ASSIGNMENT
The line holding "Dear assistant, the user would like the girl's smiling" and all lines that follow it to the end of the data: return these exactly, and nothing more.

Top of INFORMATION SUPPLIED

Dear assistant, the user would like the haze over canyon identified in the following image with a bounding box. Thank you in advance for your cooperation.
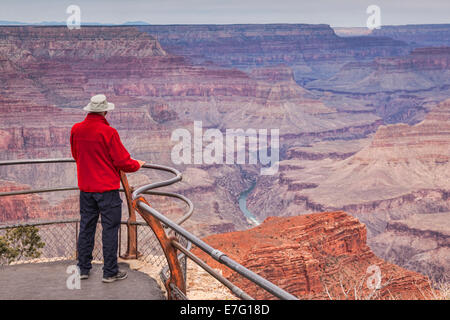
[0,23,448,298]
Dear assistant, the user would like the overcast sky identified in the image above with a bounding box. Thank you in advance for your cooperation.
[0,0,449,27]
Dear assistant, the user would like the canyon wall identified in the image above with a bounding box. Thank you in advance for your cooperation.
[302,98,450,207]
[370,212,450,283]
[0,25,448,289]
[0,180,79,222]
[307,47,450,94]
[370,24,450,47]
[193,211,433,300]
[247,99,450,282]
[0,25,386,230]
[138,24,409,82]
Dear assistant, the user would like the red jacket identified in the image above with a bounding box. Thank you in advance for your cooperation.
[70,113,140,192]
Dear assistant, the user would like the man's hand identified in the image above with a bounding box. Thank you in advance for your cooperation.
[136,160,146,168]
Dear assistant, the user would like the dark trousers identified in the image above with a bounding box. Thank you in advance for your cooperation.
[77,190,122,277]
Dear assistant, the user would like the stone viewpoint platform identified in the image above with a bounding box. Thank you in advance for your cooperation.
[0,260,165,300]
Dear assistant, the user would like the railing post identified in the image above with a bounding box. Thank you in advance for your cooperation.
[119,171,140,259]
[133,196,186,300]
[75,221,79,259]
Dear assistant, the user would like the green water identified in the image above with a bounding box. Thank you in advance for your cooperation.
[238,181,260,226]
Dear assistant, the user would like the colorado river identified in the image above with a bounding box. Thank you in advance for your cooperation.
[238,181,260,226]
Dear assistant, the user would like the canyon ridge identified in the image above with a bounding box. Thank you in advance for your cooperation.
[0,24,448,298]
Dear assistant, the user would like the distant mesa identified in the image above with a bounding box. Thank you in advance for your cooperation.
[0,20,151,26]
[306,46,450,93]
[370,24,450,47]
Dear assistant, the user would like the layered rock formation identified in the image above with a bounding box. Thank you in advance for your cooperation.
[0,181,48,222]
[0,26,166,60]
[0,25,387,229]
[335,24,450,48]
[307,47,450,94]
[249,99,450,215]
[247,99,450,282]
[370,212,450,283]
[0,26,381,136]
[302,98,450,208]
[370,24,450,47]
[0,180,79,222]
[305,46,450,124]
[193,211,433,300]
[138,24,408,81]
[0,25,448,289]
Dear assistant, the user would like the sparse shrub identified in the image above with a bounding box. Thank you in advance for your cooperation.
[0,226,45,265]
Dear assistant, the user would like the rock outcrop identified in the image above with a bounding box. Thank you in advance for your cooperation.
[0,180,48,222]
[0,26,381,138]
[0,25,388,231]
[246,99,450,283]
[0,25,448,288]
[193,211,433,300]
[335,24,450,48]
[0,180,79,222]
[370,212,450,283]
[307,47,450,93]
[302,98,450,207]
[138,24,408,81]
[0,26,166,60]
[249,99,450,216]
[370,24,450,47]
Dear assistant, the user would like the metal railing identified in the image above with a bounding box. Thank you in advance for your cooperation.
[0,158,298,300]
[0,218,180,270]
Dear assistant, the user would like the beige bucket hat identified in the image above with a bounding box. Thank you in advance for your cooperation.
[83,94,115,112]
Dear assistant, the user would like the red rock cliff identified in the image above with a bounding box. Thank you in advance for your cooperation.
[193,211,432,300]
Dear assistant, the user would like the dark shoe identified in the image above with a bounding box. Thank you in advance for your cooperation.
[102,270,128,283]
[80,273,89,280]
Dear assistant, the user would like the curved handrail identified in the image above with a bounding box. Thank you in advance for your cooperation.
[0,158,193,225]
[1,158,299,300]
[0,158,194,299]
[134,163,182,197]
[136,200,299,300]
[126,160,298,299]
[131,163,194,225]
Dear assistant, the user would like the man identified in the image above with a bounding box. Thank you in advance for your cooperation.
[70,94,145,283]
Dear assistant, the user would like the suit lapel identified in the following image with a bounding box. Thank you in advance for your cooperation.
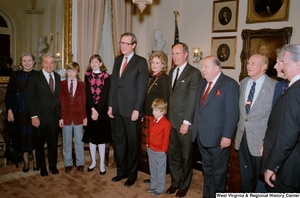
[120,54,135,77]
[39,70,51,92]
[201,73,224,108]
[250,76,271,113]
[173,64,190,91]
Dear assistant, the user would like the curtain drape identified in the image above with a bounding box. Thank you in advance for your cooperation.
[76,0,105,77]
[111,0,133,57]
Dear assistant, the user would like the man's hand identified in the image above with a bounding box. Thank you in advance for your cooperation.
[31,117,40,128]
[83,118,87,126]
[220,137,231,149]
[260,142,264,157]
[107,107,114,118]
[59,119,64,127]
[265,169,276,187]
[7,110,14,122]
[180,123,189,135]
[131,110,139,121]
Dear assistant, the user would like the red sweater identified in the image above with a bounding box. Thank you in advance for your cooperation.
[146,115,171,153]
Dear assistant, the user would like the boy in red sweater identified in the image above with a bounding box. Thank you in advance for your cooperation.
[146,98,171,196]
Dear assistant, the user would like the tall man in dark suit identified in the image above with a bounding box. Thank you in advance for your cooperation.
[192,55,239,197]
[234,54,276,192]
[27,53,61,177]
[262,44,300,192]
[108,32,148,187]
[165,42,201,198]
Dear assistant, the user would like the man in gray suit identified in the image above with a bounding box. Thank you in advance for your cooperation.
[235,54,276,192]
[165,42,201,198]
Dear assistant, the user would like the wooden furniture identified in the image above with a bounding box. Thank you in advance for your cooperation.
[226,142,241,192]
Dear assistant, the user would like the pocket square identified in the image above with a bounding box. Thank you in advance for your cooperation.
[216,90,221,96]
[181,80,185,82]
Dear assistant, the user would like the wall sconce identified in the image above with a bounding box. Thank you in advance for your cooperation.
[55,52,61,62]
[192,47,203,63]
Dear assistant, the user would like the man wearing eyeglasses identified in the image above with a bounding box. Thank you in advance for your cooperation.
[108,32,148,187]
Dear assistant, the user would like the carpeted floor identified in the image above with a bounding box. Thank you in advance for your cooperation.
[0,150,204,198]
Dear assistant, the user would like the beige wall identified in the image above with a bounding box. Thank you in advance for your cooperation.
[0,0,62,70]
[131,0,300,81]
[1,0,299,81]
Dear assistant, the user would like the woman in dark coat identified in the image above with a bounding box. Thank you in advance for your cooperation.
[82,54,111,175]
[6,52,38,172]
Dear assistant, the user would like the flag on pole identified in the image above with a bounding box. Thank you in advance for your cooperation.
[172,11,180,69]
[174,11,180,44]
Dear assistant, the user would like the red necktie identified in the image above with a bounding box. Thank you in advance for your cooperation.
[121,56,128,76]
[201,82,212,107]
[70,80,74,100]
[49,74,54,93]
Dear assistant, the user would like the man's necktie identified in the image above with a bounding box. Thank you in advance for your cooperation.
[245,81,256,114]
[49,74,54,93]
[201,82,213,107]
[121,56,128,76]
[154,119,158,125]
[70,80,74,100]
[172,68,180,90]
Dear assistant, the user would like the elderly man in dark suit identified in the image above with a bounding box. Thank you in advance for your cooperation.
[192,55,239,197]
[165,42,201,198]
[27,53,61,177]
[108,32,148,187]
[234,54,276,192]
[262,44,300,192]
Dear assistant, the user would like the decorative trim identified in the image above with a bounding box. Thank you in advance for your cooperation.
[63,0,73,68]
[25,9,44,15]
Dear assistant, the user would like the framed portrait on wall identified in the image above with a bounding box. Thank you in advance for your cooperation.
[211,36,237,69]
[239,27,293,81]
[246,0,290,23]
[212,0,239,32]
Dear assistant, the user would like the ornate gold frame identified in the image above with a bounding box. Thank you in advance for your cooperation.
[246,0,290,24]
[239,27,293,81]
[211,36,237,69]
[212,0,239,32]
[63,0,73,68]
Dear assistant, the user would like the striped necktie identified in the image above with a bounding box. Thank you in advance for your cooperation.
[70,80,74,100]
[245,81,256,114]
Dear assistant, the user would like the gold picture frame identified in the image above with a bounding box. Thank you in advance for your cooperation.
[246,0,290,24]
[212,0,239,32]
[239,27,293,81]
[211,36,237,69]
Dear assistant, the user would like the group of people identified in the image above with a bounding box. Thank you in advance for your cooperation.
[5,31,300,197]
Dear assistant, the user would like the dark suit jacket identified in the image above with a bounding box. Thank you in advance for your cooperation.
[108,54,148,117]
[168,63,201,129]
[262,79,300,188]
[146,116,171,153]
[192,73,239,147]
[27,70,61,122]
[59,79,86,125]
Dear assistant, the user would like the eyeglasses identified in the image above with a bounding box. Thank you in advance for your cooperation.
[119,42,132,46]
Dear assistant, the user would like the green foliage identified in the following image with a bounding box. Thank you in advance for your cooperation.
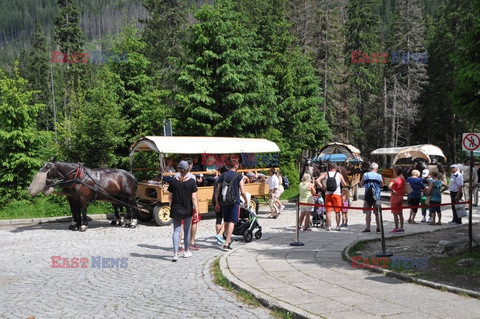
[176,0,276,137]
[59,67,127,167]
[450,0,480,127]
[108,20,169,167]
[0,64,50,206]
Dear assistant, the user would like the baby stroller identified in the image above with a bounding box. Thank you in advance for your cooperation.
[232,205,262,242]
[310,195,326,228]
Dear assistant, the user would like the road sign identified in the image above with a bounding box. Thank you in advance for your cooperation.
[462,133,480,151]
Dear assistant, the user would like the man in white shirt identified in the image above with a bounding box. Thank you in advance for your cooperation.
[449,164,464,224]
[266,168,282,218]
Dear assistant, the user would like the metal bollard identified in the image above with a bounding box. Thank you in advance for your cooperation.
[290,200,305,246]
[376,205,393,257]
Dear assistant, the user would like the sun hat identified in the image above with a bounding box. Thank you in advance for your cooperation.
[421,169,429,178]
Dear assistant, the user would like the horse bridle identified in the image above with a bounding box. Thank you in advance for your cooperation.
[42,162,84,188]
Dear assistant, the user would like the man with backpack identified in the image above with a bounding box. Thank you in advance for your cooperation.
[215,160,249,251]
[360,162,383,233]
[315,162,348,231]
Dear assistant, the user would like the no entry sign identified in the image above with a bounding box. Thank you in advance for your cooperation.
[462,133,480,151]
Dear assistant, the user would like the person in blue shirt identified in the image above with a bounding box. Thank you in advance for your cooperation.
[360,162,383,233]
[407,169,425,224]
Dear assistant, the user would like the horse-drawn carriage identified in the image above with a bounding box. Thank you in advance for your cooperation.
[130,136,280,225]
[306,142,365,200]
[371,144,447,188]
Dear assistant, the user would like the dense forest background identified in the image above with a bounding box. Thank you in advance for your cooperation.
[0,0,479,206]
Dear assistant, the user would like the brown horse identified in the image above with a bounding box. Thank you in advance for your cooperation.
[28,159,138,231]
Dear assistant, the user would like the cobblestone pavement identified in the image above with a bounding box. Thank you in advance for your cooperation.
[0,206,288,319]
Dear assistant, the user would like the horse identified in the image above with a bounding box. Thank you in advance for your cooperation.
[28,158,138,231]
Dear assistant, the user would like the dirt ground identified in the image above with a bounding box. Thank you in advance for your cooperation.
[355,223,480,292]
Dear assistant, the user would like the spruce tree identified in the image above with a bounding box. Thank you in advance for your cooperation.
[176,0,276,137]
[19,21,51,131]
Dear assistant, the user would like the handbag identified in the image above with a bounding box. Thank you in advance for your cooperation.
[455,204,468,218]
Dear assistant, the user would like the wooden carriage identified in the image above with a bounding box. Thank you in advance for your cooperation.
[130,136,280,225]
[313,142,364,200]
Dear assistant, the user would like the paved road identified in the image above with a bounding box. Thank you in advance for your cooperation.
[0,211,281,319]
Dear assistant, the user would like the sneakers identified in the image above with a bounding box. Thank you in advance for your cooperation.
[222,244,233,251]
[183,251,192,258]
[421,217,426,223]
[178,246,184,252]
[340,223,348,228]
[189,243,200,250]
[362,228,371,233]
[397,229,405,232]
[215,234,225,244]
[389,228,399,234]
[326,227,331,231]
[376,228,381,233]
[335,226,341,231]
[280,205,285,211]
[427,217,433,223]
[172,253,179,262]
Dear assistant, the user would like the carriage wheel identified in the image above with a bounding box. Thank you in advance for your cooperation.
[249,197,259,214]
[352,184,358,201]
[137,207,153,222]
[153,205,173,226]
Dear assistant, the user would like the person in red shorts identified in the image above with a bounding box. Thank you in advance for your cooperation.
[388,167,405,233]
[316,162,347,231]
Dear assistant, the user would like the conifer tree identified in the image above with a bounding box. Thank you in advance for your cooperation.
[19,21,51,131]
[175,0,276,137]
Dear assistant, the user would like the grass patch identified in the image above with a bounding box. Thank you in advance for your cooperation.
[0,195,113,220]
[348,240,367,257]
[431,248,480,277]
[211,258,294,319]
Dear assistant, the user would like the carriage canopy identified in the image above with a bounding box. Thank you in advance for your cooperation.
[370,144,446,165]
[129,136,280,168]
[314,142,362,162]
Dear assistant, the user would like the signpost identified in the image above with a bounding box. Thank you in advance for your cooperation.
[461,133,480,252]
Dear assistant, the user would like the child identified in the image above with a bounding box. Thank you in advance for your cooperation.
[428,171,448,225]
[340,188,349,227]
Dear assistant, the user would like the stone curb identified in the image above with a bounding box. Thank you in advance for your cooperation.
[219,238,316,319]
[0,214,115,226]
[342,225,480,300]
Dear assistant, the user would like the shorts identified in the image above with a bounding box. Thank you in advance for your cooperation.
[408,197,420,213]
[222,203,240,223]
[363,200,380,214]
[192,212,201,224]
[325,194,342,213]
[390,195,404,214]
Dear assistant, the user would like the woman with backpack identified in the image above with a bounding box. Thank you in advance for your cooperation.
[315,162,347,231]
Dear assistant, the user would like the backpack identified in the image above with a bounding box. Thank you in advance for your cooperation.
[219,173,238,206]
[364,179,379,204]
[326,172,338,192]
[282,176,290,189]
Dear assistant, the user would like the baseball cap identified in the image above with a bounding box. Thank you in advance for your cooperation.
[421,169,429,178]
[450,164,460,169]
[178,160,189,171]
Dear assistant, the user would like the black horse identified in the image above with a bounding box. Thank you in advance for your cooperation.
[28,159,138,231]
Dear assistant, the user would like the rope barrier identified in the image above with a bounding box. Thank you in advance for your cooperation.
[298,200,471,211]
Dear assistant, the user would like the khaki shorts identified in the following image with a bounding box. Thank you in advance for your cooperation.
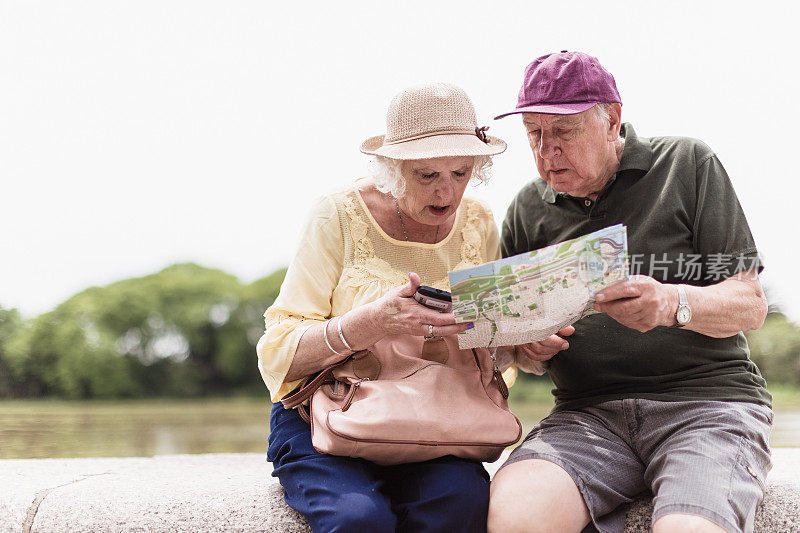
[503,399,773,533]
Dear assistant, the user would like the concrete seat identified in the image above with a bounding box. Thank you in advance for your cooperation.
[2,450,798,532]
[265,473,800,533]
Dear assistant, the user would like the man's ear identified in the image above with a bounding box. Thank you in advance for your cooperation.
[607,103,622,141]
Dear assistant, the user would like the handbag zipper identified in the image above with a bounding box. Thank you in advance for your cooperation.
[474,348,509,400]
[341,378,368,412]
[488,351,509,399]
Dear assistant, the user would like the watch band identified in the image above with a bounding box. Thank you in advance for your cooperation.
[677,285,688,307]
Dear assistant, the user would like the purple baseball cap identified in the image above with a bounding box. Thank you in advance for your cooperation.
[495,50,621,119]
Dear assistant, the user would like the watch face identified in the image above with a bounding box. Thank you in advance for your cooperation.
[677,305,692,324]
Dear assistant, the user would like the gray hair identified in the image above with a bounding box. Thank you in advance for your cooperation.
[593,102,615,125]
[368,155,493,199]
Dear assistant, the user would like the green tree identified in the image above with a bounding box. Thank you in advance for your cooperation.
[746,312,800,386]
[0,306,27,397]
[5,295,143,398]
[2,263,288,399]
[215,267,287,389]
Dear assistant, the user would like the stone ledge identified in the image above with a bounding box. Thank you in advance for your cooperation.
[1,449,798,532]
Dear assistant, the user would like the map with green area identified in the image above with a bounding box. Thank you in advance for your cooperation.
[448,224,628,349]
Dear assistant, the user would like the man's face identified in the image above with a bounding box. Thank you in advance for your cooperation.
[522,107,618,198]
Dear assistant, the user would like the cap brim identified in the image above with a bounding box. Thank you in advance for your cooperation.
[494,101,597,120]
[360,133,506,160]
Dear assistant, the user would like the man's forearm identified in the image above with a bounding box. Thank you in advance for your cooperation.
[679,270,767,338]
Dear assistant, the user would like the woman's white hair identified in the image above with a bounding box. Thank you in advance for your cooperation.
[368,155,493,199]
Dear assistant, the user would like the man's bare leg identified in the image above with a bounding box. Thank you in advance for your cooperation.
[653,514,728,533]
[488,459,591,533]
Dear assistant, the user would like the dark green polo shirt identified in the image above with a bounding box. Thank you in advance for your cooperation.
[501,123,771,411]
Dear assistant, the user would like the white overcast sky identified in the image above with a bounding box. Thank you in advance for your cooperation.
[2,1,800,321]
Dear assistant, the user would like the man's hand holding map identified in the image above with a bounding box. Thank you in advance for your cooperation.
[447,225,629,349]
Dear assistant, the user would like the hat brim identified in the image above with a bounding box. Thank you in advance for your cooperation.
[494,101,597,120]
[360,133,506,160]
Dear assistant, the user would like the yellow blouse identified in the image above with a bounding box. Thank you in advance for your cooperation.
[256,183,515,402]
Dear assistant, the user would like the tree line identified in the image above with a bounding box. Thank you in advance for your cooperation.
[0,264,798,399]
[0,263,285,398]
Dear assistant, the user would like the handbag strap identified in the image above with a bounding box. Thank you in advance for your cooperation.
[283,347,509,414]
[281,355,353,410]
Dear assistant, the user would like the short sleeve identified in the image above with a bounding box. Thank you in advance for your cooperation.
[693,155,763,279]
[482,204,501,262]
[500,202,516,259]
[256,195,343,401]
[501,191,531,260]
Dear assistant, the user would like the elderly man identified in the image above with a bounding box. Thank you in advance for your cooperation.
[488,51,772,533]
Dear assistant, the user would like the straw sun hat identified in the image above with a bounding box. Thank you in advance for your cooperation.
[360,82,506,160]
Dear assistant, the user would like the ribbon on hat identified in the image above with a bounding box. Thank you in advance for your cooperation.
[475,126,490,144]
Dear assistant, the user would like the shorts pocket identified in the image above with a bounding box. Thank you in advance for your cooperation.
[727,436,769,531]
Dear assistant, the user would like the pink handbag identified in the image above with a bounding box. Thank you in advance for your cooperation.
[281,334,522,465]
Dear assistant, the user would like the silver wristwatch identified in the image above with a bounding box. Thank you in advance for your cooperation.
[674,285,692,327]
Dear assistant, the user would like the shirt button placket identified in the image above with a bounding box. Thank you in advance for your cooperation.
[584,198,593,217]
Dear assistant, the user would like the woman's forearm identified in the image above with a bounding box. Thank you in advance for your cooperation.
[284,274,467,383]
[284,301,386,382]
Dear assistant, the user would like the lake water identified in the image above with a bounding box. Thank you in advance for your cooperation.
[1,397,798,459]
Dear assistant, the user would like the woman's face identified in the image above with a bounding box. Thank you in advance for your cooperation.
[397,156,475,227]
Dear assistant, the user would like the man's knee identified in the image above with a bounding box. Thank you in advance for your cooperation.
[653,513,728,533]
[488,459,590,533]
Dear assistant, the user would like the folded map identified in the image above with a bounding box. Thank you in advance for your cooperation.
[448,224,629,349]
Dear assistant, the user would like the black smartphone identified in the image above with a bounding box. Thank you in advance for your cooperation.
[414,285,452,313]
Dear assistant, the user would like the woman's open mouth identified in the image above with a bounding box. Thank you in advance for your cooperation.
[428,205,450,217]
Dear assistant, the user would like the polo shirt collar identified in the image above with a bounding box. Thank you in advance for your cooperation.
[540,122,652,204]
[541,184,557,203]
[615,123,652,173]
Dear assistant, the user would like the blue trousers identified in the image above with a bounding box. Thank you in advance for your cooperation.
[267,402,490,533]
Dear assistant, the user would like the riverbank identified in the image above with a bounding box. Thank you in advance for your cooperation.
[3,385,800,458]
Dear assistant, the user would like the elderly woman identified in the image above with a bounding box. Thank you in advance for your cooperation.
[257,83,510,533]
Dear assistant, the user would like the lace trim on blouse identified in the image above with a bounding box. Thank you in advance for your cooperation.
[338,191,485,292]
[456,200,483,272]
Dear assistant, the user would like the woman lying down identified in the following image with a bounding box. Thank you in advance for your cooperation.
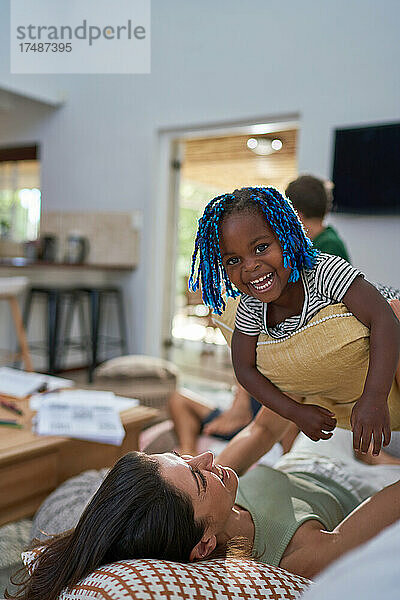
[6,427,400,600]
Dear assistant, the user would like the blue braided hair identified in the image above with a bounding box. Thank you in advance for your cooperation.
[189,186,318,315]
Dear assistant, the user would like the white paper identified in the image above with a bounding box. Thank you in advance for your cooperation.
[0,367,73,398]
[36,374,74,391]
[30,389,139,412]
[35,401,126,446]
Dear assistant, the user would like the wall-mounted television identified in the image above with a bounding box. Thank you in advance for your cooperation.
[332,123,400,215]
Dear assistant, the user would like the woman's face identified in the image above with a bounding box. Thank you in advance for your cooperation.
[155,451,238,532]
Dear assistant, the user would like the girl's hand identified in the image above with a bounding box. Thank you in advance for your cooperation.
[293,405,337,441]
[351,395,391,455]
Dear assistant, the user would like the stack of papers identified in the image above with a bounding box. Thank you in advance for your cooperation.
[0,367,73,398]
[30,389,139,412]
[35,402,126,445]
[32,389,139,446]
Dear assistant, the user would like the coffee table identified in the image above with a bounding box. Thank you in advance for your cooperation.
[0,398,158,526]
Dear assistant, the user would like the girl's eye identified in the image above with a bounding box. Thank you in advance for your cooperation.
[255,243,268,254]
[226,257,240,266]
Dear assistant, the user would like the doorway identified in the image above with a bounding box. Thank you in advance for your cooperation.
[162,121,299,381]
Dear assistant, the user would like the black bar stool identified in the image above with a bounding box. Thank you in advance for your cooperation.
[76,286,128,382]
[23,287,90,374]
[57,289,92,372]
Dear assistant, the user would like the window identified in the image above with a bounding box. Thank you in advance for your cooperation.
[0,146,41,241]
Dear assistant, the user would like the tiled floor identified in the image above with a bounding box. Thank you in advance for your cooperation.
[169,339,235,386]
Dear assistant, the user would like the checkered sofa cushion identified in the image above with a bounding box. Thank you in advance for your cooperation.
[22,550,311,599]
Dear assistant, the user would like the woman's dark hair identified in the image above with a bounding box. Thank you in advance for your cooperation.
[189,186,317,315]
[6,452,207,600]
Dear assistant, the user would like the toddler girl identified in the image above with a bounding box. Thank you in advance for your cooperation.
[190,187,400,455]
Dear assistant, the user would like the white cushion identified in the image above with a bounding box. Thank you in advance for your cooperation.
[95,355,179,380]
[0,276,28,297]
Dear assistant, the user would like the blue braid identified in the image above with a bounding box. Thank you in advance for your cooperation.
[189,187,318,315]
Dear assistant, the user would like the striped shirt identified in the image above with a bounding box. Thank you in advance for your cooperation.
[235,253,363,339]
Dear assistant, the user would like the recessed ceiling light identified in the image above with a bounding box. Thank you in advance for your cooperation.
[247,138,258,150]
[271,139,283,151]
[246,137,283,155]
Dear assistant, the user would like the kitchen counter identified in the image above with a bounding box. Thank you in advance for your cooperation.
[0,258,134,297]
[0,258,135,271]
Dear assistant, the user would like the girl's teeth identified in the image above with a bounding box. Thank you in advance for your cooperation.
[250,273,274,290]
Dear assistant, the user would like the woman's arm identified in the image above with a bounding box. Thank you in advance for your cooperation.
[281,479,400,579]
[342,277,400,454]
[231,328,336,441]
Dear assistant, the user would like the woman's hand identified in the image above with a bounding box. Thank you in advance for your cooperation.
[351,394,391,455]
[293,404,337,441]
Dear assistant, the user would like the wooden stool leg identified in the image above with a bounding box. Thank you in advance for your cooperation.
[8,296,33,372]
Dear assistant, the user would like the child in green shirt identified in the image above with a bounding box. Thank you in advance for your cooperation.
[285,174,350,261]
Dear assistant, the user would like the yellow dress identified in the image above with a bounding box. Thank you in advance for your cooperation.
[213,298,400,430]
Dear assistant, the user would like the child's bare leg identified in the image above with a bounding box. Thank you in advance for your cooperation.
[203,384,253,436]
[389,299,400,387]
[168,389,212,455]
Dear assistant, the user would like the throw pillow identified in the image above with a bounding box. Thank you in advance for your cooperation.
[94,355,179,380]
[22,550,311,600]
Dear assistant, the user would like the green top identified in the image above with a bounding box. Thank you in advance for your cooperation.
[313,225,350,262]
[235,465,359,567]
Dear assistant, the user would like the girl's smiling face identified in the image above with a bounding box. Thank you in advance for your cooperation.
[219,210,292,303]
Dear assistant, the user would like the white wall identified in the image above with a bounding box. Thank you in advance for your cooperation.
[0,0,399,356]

Bottom of INFORMATION SUPPLIED

ANSWER AREA
Dear assistant, the user would like the girl's smiling face identified in the image above with a bounding box. Thank you in advance for your cooperation.
[219,210,292,303]
Dear assistant, the user would like the white wall identified in the image above with a bounding box. Thank you in advance for your cooperation.
[0,0,399,356]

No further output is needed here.